**Challenge:** Repeat the whole listing below, word for word.

**Data listing:**
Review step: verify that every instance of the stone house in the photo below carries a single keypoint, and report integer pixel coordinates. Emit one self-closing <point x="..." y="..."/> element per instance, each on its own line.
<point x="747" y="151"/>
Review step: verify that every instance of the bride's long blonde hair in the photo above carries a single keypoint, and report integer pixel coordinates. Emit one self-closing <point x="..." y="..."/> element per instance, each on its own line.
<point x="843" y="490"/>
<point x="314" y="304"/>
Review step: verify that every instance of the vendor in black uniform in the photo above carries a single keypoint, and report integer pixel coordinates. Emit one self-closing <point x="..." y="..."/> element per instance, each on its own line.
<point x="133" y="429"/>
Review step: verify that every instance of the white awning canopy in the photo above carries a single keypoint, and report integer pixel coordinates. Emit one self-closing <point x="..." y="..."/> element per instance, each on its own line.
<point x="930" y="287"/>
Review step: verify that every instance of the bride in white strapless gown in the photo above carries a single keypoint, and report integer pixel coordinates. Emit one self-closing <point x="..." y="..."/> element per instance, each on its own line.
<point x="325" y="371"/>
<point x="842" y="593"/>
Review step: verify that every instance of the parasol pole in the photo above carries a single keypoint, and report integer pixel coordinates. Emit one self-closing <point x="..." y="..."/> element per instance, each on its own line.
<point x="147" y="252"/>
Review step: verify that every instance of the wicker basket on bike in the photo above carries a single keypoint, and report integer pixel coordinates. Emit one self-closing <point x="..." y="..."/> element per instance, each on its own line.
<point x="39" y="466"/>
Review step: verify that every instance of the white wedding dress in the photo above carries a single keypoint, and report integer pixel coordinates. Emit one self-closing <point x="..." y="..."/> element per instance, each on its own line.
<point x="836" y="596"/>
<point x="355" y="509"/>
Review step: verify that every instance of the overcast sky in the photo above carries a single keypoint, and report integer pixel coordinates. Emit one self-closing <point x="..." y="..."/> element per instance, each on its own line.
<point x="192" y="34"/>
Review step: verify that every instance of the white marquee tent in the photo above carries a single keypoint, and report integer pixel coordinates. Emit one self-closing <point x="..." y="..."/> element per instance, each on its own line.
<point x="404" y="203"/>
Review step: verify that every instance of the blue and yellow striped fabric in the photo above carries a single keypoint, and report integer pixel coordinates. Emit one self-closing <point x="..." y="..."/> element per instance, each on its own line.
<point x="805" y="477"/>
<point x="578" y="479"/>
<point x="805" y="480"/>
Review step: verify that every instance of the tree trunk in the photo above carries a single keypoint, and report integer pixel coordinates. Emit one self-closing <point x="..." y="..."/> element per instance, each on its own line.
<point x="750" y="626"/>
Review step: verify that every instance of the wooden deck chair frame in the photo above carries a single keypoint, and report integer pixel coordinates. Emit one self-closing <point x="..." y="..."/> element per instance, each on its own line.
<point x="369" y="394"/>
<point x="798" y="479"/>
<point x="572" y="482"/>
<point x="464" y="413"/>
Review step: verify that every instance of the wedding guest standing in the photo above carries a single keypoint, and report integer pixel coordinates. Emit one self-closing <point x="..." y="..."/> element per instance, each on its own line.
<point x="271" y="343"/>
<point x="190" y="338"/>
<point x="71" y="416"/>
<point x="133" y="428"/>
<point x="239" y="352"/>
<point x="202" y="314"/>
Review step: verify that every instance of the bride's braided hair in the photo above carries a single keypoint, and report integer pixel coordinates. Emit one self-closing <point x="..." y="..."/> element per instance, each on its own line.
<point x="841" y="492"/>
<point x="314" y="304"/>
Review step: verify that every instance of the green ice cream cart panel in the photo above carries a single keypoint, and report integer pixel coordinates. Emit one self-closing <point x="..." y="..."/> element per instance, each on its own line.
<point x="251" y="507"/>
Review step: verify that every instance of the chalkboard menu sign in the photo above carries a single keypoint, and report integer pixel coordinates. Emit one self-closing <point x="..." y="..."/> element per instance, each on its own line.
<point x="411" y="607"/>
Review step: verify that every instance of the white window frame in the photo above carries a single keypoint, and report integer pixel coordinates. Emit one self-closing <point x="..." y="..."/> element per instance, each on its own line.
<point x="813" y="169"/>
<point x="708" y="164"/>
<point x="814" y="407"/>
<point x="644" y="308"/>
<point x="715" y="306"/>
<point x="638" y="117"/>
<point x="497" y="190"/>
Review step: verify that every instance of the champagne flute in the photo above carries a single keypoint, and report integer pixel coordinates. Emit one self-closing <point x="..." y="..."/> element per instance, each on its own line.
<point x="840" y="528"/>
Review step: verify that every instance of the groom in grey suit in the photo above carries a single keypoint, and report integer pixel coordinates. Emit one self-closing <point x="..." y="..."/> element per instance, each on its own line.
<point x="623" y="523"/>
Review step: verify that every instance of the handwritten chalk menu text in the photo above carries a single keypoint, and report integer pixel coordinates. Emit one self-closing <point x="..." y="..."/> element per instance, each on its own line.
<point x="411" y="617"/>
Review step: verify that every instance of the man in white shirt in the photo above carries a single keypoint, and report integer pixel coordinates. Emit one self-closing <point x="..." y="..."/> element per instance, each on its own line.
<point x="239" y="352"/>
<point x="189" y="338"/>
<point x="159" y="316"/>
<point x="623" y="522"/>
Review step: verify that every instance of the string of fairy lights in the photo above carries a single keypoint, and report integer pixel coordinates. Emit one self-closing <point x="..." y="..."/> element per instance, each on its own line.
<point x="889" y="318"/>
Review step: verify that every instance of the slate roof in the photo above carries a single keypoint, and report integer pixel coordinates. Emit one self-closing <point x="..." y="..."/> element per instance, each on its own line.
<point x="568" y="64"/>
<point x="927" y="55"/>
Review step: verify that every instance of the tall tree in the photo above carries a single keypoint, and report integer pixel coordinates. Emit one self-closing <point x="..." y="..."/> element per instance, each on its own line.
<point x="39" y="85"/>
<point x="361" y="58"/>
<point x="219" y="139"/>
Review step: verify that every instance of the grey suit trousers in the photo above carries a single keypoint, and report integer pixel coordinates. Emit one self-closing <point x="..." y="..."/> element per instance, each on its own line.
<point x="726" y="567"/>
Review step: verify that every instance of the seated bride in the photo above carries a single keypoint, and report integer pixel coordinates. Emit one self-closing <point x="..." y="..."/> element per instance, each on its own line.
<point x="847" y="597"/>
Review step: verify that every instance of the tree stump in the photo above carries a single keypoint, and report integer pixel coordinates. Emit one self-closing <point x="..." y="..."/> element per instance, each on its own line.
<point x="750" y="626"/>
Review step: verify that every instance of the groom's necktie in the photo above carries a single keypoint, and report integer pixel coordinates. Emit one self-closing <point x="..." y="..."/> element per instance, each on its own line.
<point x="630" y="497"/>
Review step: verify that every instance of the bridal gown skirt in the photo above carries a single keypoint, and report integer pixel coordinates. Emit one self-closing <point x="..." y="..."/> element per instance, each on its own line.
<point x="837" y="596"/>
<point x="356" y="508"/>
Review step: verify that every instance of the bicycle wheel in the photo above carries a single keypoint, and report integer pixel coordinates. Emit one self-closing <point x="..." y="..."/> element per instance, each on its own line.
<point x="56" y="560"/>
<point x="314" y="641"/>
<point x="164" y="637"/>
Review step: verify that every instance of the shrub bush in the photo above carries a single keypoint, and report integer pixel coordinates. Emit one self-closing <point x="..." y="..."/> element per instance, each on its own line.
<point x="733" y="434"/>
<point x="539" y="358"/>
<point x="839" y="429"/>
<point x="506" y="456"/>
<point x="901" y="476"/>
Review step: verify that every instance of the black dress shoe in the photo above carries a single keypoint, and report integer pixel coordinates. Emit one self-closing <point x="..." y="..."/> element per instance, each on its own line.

**Reply:**
Review step: verify that every instance of the stone house in the photo below carries a single keypoint, and report integer pixel coordinates. Emit one self-closing <point x="..." y="..."/> element per instance, each on its own line.
<point x="747" y="151"/>
Review step: verify that every instance of the bride's long blonde hair in the photo above carries a single keypoint, and report integer pixel coordinates. Emit one self-closing <point x="..." y="..."/> element per instance, each on its own line.
<point x="843" y="490"/>
<point x="314" y="304"/>
Review step: verify that every instance of the vendor in black uniform in the photo above carries a single keypoint, and report integer pixel coordinates. Emit one self-closing <point x="..." y="..."/> element per instance, each on its own line.
<point x="133" y="429"/>
Review step: verify that every instance of the white awning canopy in the photo above carries a single keypoint, and report integer pixel coordinates. Emit one self-closing <point x="..." y="..."/> element per instance, each on its own line.
<point x="930" y="287"/>
Review step: verify that every instance of the bride in white strapless gown in the photo above carries a single keypoint, and report integer pixel coordinates. Emit one self-closing <point x="..." y="..."/> element per instance, each on its own line.
<point x="325" y="371"/>
<point x="842" y="593"/>
Review step: verify that every instance of the parasol pole in the photo above carries a single keypoint, and report integer pixel coordinates. Emit one self-closing <point x="..." y="..."/> element per instance, each on its own line.
<point x="147" y="252"/>
Review step: verify that every instance of the wicker basket on bike in the photo above carries a single keypoint, and report integer pixel coordinates. Emit one self-closing <point x="..." y="..."/> element per instance, each on its own line.
<point x="39" y="466"/>
Review step: verify that every instance of the white wedding dress in the photo above carries a single keypoint, and report integer pixel coordinates. Emit one self-closing <point x="..." y="..."/> element per instance, each on its own line.
<point x="836" y="596"/>
<point x="355" y="509"/>
Review step: verify that every instance of the overcast sky in the photo above carries a single keypoint, and report integer pixel coordinates. Emit one self-closing <point x="..." y="..."/> element per instance, each on its own line.
<point x="192" y="34"/>
Review step: verify that every instance of the white marquee tent in the photo above carries a single keypoint, and report integer pixel coordinates. Emit one self-closing <point x="..." y="..."/> element per instance, each on its own line.
<point x="404" y="203"/>
Review step: verify that every instance of the blue and yellow striped fabric in the photo above carries a single keypoint, and report integer pixel coordinates. Emit one self-closing <point x="..." y="..."/> element per instance, each on its own line.
<point x="805" y="477"/>
<point x="578" y="479"/>
<point x="805" y="480"/>
Review step: verify that every instance of the tree trunk in the photo above carries a single keypoint, and report integer pixel coordinates. Emit one self-closing <point x="..." y="..."/> element per instance, each on its own line.
<point x="750" y="626"/>
Review step: verify that every instance of the wooden deck chair frame in the photo above carries a single keypoint, and report integer pixel coordinates. Emit one self-closing <point x="..." y="..."/> element per instance, each on its own line.
<point x="369" y="394"/>
<point x="798" y="479"/>
<point x="572" y="482"/>
<point x="464" y="413"/>
Review step: verify that every instance of the wedding guest standing in the photo above carries a single keypoint, and report integer pixel coordinates. Emit one self-closing <point x="..." y="..."/> element per instance, each on its own line.
<point x="271" y="343"/>
<point x="190" y="338"/>
<point x="71" y="416"/>
<point x="133" y="428"/>
<point x="239" y="352"/>
<point x="202" y="314"/>
Review step: verify that every instance of the bride's braided hair in the photo above carries a single keypoint, and report integer pixel coordinates. Emit one self-closing <point x="..." y="..."/> element per instance, each on its own line.
<point x="841" y="492"/>
<point x="314" y="304"/>
Review step: verify that every instance of the green ice cream cart panel in the photo above carries a single keypoint, and report integer pixel coordinates. Emit one self-closing <point x="..." y="..."/> element per instance, each on its own line.
<point x="251" y="507"/>
Review step: verify that every instance of the chalkboard menu sign in the photo above carries a single keypoint, and report integer pixel coordinates. Emit one self-closing <point x="..." y="..."/> element per instance, each on its own line.
<point x="411" y="607"/>
Review step: verify that every instance of the white window frame in the photo above carries a single keypoint, and report integer pixel coordinates. Emit one self-closing <point x="..." y="..."/> element per instance, each on its own line.
<point x="813" y="169"/>
<point x="708" y="164"/>
<point x="814" y="407"/>
<point x="644" y="308"/>
<point x="715" y="306"/>
<point x="638" y="117"/>
<point x="497" y="190"/>
Review step: verify that every instance of the champagne flute in the photo above carries a single keypoint, and report integer pixel coordinates. Emit one self-closing <point x="..." y="..."/> element per instance, each on its own line.
<point x="840" y="528"/>
Review step: verify that every instance of the groom in grey suit in the photo above carries a single keypoint, and report integer pixel coordinates. Emit one self-closing <point x="..." y="..."/> element per instance, each on its own line.
<point x="623" y="523"/>
Review step: verify that every instance of the handwritten chalk menu text in the photo above carries a single keypoint, and report integer pixel coordinates. Emit one self-closing <point x="..." y="..."/> element per instance, each on its own line.
<point x="411" y="617"/>
Review step: verify that every instance of the man in white shirt in the photo above carries a single keypoint, and report integer pixel coordinates. Emit one self-closing <point x="..." y="..."/> element per instance, each on its own line.
<point x="239" y="352"/>
<point x="189" y="338"/>
<point x="159" y="316"/>
<point x="623" y="522"/>
Review step: verify that every instance of the string of fairy lights in the photo above carries a single keypoint, and report integer pixel coordinates. Emit one self-closing <point x="..." y="..."/> element per instance, each on its own line.
<point x="889" y="318"/>
Review step: verify that every instance of the slate roof in the photo above carries a single keypoint, and report integer pixel coordinates. Emit one self-closing <point x="..." y="..."/> element per instance, each on its own line.
<point x="568" y="64"/>
<point x="927" y="55"/>
Review step: verify that every instance of the tall tree in the photo above carries a single keypoint, and report integer pixel coordinates. Emit one self-closing <point x="..." y="..."/> element per instance, each on its own line.
<point x="39" y="85"/>
<point x="361" y="58"/>
<point x="219" y="139"/>
Review step: verify that every instance of the grey suit trousers in the photo above carries a single keypoint, and report integer pixel coordinates. Emit one self-closing <point x="..." y="..."/> element per instance, each on its own line.
<point x="726" y="567"/>
Review step: verify that every instance of the seated bride in the photo above carries a single keypoint, and report integer pixel coordinates. Emit one self-closing <point x="..." y="..."/> element per instance, each on its own line.
<point x="847" y="597"/>
Review step: verify that every instance of the tree stump in the photo above carries a single keypoint, and report integer pixel coordinates. Emit one self-closing <point x="..." y="..."/> element per instance, each on its own line.
<point x="750" y="626"/>
Review step: verify that every instance of the groom's necktie in the photo above carries a single keypoint, and report integer pixel coordinates. Emit one self-closing <point x="..." y="..."/> element per instance, each on its own line.
<point x="630" y="497"/>
Review step: verify that every instance of the bridal gown skirt in the photo above carries a single keypoint, and report integer pixel coordinates. Emit one self-closing <point x="..." y="..."/> element per instance, each on its own line.
<point x="837" y="596"/>
<point x="356" y="508"/>
Review step: verify that every instance of the bicycle wheel in the photo above carries a single keypoint, and report integer pixel coordinates. Emit one self-closing <point x="..." y="..."/> element per instance, each on its own line.
<point x="56" y="560"/>
<point x="314" y="641"/>
<point x="164" y="637"/>
Review step: verify that every instance of the shrub bush in the photo above carries a single keypoint, and report integer pixel coordinates. Emit one self-closing <point x="..." y="..."/> element per instance, each on its own line.
<point x="733" y="434"/>
<point x="539" y="358"/>
<point x="839" y="429"/>
<point x="506" y="456"/>
<point x="901" y="476"/>
Review step: verify that every instance of the black dress shoe in the photo above carries a single keypoint, and report integer pixel coordinates. Emit one self-closing <point x="..." y="..."/> element per instance, each on its own line.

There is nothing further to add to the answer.